--- DATOS DE LA TAREA ---

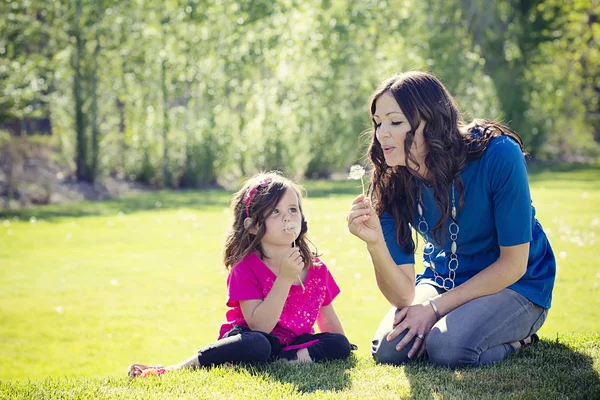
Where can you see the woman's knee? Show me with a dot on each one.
(385, 352)
(341, 345)
(450, 350)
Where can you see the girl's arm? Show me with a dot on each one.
(328, 321)
(263, 315)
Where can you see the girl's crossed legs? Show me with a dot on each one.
(242, 345)
(483, 331)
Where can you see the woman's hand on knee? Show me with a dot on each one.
(417, 320)
(363, 221)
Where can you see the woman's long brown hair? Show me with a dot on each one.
(450, 142)
(271, 187)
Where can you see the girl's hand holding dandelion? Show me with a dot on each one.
(363, 221)
(292, 230)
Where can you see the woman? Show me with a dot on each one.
(489, 268)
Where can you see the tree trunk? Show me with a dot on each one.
(166, 172)
(93, 170)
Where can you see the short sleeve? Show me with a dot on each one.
(507, 172)
(388, 225)
(242, 284)
(331, 287)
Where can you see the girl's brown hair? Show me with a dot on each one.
(256, 200)
(450, 141)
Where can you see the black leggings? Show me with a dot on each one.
(242, 345)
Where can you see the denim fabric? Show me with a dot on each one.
(477, 333)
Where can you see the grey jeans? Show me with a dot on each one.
(477, 333)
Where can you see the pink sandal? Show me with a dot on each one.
(144, 371)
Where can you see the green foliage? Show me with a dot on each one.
(249, 85)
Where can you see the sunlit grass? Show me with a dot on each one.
(88, 288)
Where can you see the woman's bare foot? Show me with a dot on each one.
(529, 340)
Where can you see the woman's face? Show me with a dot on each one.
(391, 129)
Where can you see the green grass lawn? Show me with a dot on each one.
(87, 289)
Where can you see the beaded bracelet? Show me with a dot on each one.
(435, 310)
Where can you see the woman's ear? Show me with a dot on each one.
(248, 225)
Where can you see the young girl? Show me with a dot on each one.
(277, 287)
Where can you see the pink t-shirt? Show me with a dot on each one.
(251, 279)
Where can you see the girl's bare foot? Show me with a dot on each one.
(302, 357)
(137, 370)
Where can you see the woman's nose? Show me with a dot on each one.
(382, 132)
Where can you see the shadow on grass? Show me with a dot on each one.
(548, 370)
(571, 173)
(329, 376)
(163, 200)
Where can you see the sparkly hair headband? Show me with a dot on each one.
(251, 193)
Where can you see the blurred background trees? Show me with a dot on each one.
(182, 93)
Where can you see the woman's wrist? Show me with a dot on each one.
(435, 309)
(377, 246)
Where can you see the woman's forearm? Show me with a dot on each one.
(397, 284)
(498, 276)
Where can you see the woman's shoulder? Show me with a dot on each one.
(503, 149)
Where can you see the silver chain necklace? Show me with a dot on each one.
(428, 248)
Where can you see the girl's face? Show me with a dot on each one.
(284, 223)
(391, 129)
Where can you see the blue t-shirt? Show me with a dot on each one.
(497, 211)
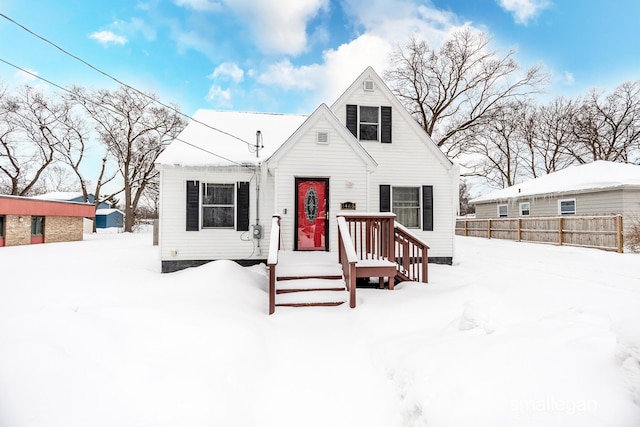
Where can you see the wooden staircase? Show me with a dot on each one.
(307, 279)
(369, 245)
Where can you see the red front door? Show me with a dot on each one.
(312, 197)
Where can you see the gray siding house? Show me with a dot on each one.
(598, 188)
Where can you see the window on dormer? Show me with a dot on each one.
(369, 123)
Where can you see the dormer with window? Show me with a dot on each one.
(369, 123)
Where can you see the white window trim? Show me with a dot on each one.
(575, 207)
(379, 124)
(234, 204)
(319, 139)
(419, 226)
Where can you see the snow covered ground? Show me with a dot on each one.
(514, 334)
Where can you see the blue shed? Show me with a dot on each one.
(109, 218)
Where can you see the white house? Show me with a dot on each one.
(227, 173)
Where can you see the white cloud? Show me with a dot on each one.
(568, 78)
(524, 10)
(220, 96)
(278, 29)
(228, 69)
(385, 24)
(135, 26)
(108, 37)
(26, 77)
(200, 5)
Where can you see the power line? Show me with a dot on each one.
(111, 110)
(44, 39)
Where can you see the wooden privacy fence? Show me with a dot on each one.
(601, 232)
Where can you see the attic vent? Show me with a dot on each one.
(322, 137)
(368, 85)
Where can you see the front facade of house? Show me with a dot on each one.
(363, 154)
(599, 188)
(25, 221)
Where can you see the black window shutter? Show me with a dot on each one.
(193, 205)
(352, 119)
(427, 207)
(385, 122)
(242, 211)
(385, 198)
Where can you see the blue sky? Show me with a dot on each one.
(258, 55)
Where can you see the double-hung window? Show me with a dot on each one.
(369, 120)
(405, 203)
(567, 207)
(218, 205)
(37, 225)
(370, 123)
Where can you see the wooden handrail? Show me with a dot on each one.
(412, 255)
(378, 236)
(347, 257)
(272, 260)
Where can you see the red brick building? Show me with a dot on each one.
(25, 220)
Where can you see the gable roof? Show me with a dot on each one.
(370, 74)
(200, 145)
(324, 112)
(60, 195)
(587, 177)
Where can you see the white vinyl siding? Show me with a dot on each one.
(347, 173)
(208, 243)
(409, 162)
(567, 207)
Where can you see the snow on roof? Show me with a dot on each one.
(200, 145)
(59, 195)
(107, 211)
(591, 176)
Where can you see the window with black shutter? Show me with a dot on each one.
(369, 123)
(193, 205)
(385, 125)
(242, 215)
(427, 207)
(352, 119)
(385, 198)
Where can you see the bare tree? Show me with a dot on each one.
(608, 127)
(133, 129)
(465, 195)
(498, 147)
(554, 142)
(460, 87)
(29, 133)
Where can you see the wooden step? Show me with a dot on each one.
(312, 298)
(310, 284)
(298, 265)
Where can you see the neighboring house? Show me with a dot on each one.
(598, 188)
(365, 153)
(71, 196)
(105, 216)
(26, 220)
(109, 218)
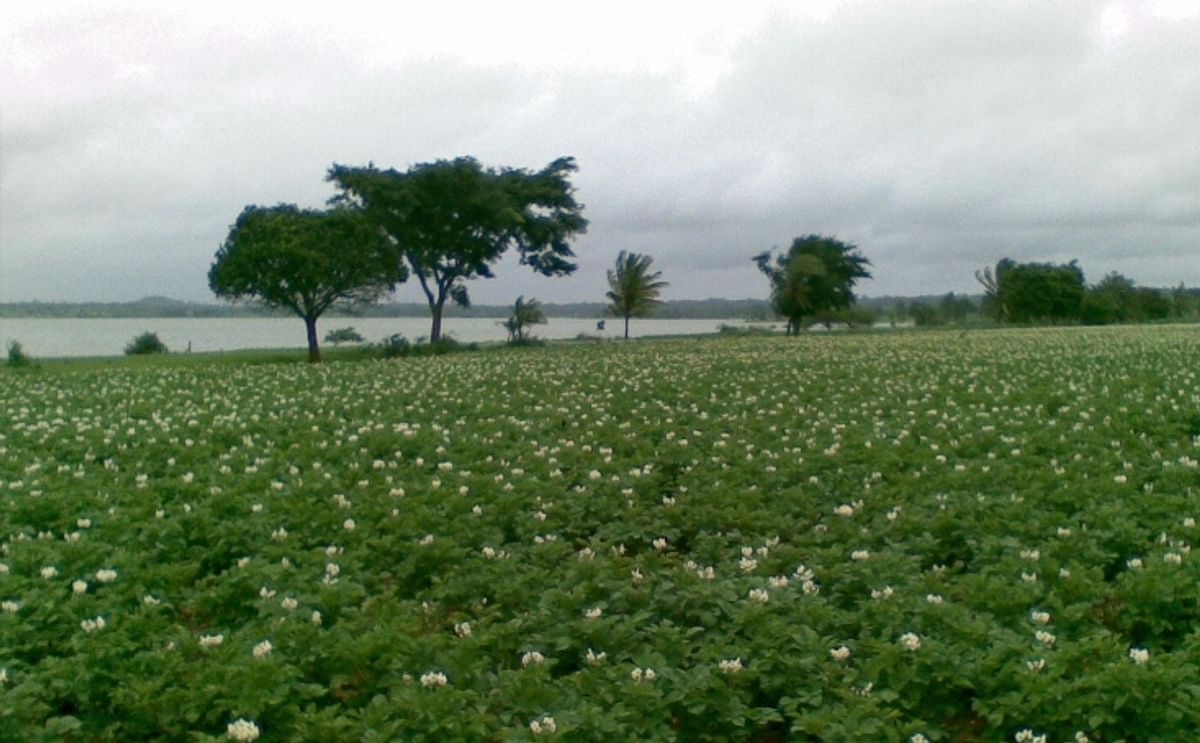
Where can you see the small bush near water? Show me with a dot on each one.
(145, 343)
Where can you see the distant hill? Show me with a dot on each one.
(165, 306)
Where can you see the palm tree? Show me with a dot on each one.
(633, 289)
(525, 313)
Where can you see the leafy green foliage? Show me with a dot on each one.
(305, 261)
(343, 335)
(840, 537)
(633, 288)
(817, 274)
(1033, 292)
(454, 220)
(145, 343)
(17, 355)
(525, 313)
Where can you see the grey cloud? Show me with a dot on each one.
(936, 136)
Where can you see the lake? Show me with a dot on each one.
(57, 337)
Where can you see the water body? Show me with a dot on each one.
(58, 337)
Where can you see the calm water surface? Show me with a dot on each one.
(108, 336)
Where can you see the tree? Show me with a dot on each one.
(305, 261)
(451, 221)
(633, 289)
(1044, 292)
(525, 313)
(995, 286)
(816, 274)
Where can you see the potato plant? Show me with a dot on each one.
(910, 537)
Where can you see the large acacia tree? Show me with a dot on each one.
(454, 220)
(633, 288)
(816, 274)
(305, 261)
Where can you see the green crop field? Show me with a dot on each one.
(885, 537)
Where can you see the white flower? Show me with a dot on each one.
(90, 625)
(243, 730)
(594, 658)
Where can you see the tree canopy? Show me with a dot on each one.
(633, 288)
(1033, 292)
(525, 313)
(451, 221)
(816, 274)
(305, 261)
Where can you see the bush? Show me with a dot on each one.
(395, 346)
(343, 335)
(145, 343)
(17, 355)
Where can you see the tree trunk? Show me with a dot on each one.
(310, 324)
(436, 329)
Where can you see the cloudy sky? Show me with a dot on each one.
(937, 136)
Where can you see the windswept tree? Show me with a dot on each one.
(633, 288)
(305, 261)
(525, 313)
(817, 274)
(451, 221)
(995, 287)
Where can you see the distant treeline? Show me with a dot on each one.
(163, 306)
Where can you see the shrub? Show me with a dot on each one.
(145, 343)
(17, 355)
(343, 335)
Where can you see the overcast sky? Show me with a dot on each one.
(939, 137)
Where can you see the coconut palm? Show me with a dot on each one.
(525, 313)
(633, 289)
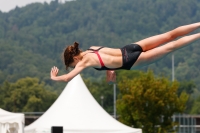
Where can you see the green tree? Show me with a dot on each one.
(26, 95)
(149, 102)
(99, 89)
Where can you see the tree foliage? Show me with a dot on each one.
(26, 95)
(148, 102)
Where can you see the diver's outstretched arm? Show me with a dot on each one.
(155, 41)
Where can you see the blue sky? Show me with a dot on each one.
(7, 5)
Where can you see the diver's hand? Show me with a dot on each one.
(54, 72)
(111, 76)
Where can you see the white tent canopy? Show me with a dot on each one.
(11, 122)
(78, 112)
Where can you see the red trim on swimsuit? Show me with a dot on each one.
(96, 52)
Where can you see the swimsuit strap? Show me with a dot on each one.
(95, 49)
(96, 52)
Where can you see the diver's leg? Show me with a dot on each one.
(155, 54)
(155, 41)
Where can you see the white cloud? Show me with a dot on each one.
(7, 5)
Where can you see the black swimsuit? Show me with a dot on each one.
(130, 54)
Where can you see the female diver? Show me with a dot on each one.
(131, 56)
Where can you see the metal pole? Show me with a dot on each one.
(114, 97)
(173, 74)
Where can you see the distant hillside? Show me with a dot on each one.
(32, 38)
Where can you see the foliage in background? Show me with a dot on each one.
(148, 101)
(26, 95)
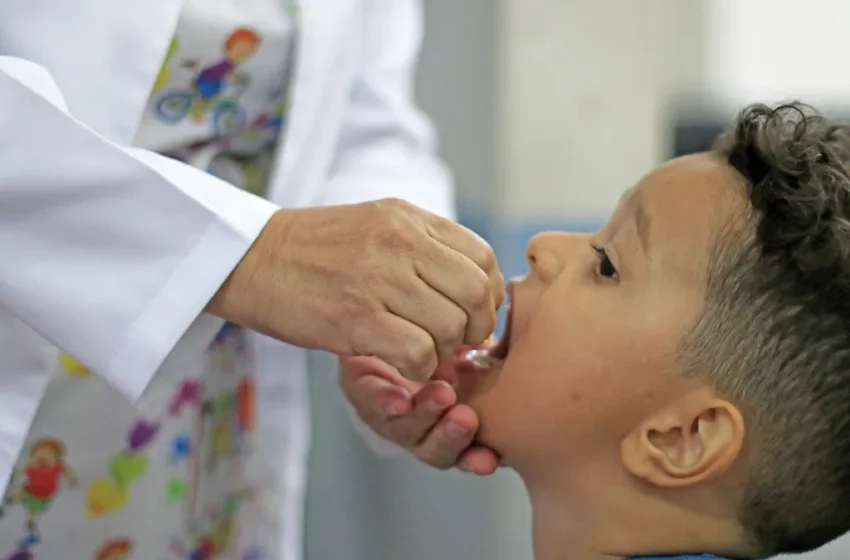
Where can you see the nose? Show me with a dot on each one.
(548, 253)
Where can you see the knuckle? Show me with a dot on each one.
(453, 330)
(419, 352)
(393, 230)
(478, 293)
(486, 258)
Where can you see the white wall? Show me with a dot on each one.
(582, 94)
(773, 50)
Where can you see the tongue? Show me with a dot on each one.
(481, 358)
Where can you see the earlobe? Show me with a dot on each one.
(685, 444)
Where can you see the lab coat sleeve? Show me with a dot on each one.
(387, 147)
(111, 253)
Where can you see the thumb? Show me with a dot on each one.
(352, 368)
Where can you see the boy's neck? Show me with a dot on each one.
(608, 527)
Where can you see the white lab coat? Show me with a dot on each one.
(111, 252)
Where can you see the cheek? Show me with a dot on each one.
(568, 388)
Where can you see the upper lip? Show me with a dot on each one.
(502, 348)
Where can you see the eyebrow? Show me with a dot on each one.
(643, 223)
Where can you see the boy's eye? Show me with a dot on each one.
(605, 269)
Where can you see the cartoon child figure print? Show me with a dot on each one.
(41, 481)
(240, 45)
(115, 549)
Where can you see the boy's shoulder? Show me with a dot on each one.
(685, 557)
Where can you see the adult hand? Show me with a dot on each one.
(383, 279)
(424, 418)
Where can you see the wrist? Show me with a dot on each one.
(243, 297)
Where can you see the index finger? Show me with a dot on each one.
(471, 245)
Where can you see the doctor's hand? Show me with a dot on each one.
(384, 279)
(422, 418)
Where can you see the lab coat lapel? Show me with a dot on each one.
(319, 36)
(143, 32)
(102, 54)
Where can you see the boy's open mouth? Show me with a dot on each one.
(494, 354)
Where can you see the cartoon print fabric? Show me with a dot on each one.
(98, 479)
(219, 101)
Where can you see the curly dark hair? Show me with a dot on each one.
(775, 332)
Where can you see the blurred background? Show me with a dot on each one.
(547, 110)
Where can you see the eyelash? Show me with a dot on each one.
(605, 269)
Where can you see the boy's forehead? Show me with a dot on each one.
(682, 202)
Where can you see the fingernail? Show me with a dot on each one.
(456, 430)
(392, 409)
(433, 406)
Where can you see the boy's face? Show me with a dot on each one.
(596, 322)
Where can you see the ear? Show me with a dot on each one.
(691, 441)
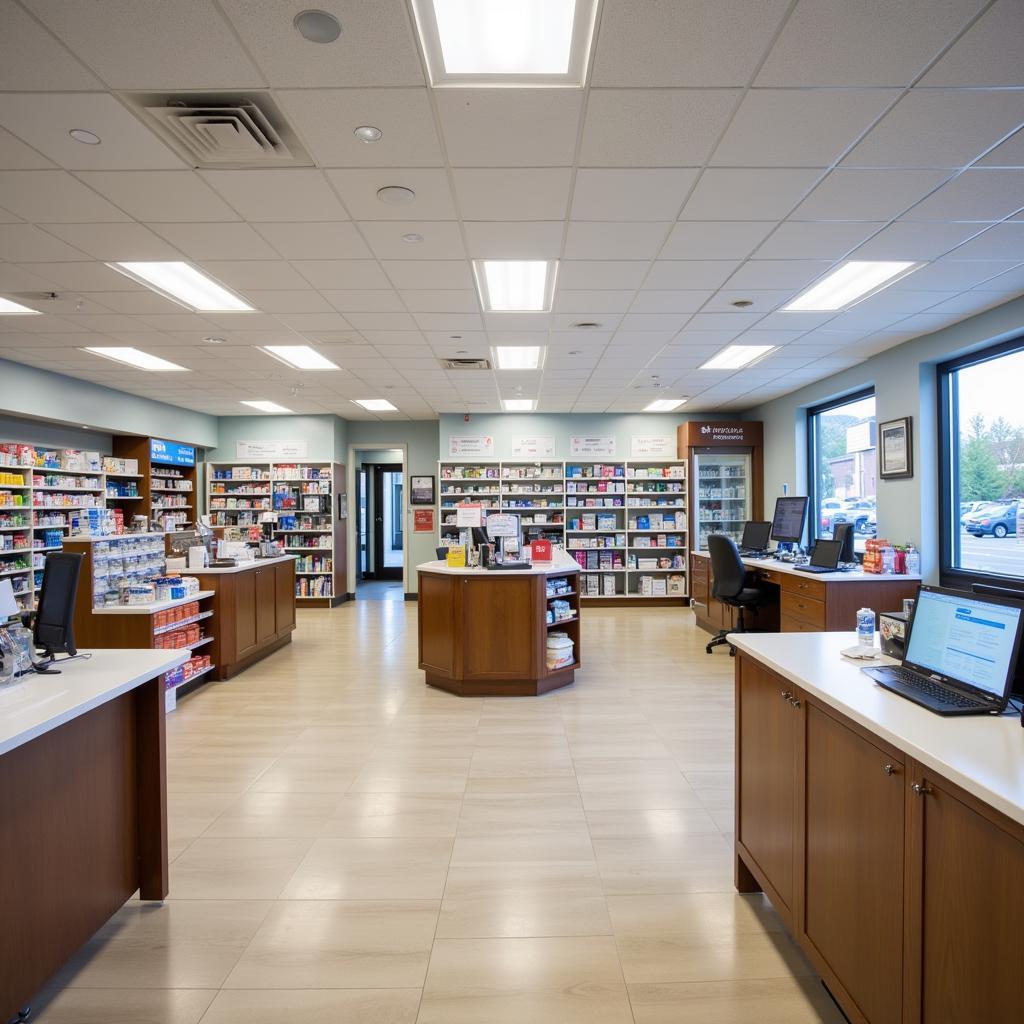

---

EL PROBLEMA: Muestra cada línea de las filas de arriba que contenga la palabra "woman". Distingue entre mayúsculas y minúsculas.

RESULTADO:
Where can you see the woman's knee? Show me with a dot on each one.
Where can you see the woman's hand on knee? Show me with a dot on each one.
Where can you see the woman's long brown hair? Show me with a dot on each one.
Where can you see the woman? Show me with a dot on each one.
Where can you see the woman's bare foot? Show me with a dot on each one.
Where can you see the woman's face? Show me with a dot on each one.
Where can you see the woman's ear? Show me with a dot on each one.
Where can you see the woman's nose? Show me with a dot on each one.
Where can you see the woman's wrist? Show me with a dot on each one.
Where can you see the woman's forearm? Show me with a dot on each one.
Where can you see the woman's shoulder? Show me with a dot on each one.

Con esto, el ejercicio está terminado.